Your objective: Return every entry exactly as written.

Records drawn from a dataset:
►

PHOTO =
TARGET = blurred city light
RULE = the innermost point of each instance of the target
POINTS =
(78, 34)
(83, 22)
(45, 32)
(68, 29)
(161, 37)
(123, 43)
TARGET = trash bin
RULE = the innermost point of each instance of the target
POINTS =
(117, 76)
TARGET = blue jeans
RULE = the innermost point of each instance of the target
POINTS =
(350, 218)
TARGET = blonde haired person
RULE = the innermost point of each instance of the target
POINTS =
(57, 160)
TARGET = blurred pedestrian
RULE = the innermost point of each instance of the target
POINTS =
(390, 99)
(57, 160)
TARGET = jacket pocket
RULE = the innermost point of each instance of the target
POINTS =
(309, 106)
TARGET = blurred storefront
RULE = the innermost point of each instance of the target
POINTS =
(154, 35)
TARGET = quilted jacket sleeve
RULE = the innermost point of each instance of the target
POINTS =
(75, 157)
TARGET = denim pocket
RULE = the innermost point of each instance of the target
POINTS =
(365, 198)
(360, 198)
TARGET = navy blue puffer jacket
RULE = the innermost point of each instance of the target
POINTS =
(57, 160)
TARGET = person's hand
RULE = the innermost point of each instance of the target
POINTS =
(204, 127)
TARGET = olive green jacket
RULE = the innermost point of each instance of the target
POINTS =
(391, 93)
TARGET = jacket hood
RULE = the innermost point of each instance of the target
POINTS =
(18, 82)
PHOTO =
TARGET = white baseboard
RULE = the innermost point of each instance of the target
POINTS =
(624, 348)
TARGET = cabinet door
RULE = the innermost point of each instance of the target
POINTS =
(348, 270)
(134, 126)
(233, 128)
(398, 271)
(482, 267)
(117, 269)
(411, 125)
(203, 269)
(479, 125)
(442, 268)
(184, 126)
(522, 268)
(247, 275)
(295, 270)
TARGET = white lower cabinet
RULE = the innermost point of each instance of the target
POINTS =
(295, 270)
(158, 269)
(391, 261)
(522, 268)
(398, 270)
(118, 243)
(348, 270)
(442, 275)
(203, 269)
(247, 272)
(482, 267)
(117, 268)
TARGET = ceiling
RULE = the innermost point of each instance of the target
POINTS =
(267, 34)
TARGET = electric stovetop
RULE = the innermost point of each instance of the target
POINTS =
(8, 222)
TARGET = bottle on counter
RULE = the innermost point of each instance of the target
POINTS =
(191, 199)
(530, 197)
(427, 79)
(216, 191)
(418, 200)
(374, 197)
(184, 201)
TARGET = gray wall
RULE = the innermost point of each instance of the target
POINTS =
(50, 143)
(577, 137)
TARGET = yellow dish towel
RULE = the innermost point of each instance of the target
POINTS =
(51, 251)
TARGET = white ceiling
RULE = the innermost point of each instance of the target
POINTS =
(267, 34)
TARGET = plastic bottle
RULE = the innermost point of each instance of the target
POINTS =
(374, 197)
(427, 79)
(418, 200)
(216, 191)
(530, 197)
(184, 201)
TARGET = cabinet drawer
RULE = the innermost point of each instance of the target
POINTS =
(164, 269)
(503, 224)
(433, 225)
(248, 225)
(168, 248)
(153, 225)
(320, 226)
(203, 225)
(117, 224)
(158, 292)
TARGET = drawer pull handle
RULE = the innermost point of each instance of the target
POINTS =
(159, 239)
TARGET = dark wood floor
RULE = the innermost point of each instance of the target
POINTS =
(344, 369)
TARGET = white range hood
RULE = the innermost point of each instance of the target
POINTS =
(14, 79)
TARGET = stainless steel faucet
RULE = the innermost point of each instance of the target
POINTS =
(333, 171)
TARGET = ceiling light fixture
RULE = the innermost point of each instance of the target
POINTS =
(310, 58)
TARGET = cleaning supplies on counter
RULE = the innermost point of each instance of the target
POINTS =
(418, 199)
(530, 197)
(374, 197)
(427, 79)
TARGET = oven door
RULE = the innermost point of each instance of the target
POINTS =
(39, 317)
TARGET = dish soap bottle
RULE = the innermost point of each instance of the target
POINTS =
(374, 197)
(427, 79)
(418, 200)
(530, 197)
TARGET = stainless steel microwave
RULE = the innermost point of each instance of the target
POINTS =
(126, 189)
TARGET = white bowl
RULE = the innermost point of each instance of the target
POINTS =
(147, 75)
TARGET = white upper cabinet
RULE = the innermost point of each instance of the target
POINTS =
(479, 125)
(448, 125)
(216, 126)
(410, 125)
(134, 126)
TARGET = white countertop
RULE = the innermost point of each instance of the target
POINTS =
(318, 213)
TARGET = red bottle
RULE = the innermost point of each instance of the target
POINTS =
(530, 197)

◄

Written response:
PHOTO =
TARGET = blurred city light
RULE = the innermost point of each instance of the target
POINTS =
(78, 34)
(83, 22)
(45, 32)
(68, 29)
(161, 37)
(123, 43)
TARGET = trash bin
RULE = the innermost point of each instance of the target
POINTS =
(117, 76)
TARGET = blue jeans
RULE = the innermost point of each instance of the target
POINTS =
(350, 218)
TARGET = blonde haired person
RULE = the innermost point of each instance of the target
POINTS =
(57, 160)
TARGET = blurred pedestrian
RULE = the innermost point of each instance of the target
POINTS =
(390, 99)
(57, 160)
TARGET = jacket pocket
RULE = the innermost point of each instance of the target
POINTS =
(309, 106)
TARGET = blurred storefront
RULE = the innermost point of each instance of the target
POINTS =
(154, 35)
TARGET = quilted jacket sleeve
RULE = the innermost point of each instance of the target
POINTS =
(75, 157)
TARGET = denim pocket
RULE = the innermost point of each instance of the target
POINTS =
(365, 198)
(360, 198)
TARGET = navy blue puffer jacket
RULE = the innermost point of each instance of the target
POINTS =
(57, 160)
TARGET = person's hand
RULE = the innermost point of each instance of the target
POINTS =
(204, 127)
TARGET = olive green jacket
RULE = the innermost point of each instance of the target
POINTS =
(391, 93)
TARGET = jacket hood
RULE = the innermost point of each instance of the target
POINTS =
(18, 82)
PHOTO =
TARGET = white baseboard
RULE = the innermost point of each instance of the target
POINTS =
(624, 348)
TARGET = cabinet door
RULE = the innermost point of each instance of the target
POINTS =
(348, 270)
(134, 126)
(233, 128)
(398, 271)
(482, 267)
(117, 269)
(411, 125)
(203, 269)
(479, 125)
(442, 268)
(184, 126)
(522, 268)
(247, 275)
(295, 270)
TARGET = white lower cabinet
RULE = the innermost point of each instance of the target
POINTS =
(295, 270)
(158, 269)
(391, 261)
(522, 268)
(398, 270)
(118, 243)
(348, 270)
(442, 275)
(203, 269)
(247, 272)
(482, 267)
(117, 268)
TARGET = ceiling
RULE = the innermost point of each instance of the target
POINTS =
(267, 34)
TARGET = electric stovetop
RULE = the innermost point of each instance of the target
POINTS =
(8, 222)
TARGET = bottle on counter
RULE = the innermost point of each instance of the target
POINTS =
(191, 199)
(530, 197)
(427, 79)
(216, 191)
(418, 200)
(374, 197)
(184, 201)
TARGET = gray wall
RULE = the innermost point of each instance of the target
POINTS =
(50, 143)
(577, 137)
TARGET = yellow dish towel
RULE = the innermost point of each instance of the target
POINTS =
(51, 251)
TARGET = white ceiling
RULE = the innermost point of each instance of the target
POINTS =
(267, 34)
TARGET = plastic bottle
RULE = the innermost point of each instance of the target
POINTS =
(374, 197)
(427, 79)
(418, 200)
(216, 191)
(530, 197)
(184, 201)
TARGET = cabinet drawer
RULE = the innermost point of each instance of the target
POINTS =
(164, 269)
(503, 224)
(433, 225)
(248, 225)
(168, 248)
(153, 225)
(320, 226)
(203, 225)
(117, 224)
(158, 292)
TARGET = drawer pull handle
RULE = the innermost point of each instance of the target
POINTS =
(159, 239)
TARGET = dark wood floor
RULE = the innermost point of each instance of the target
POINTS =
(344, 369)
TARGET = white range hood
RULE = the innermost point of each instance of the target
POINTS =
(14, 79)
TARGET = stainless steel faucet
RULE = the innermost point of each instance of the target
POINTS =
(333, 171)
TARGET = ceiling light fixture
RULE = the innermost point of each instance of the target
POINTS =
(310, 58)
TARGET = cleaning supplies on counter
RULE = the innermost point of each instance of the target
POINTS =
(418, 199)
(530, 197)
(374, 197)
(427, 79)
TARGET = oven door
RULE = the innermost point of each instance of the target
POINTS =
(39, 317)
TARGET = dish soap bottle
RULE = the innermost point of each instance of the target
POINTS =
(374, 197)
(427, 79)
(418, 200)
(530, 197)
TARGET = stainless steel microwave
RULE = the innermost point of each instance of the target
POINTS =
(126, 189)
TARGET = white bowl
RULE = the innermost point of each instance of the target
POINTS =
(147, 75)
TARGET = white upper cabinet
RULE = the innermost point of each instance of the target
POINTS =
(479, 125)
(448, 125)
(216, 126)
(410, 125)
(134, 126)
TARGET = white countertop
RULE = the innermost point of each instance of the target
POINTS =
(318, 213)
TARGET = red bottle
RULE = the innermost point of each instance of the target
POINTS =
(530, 197)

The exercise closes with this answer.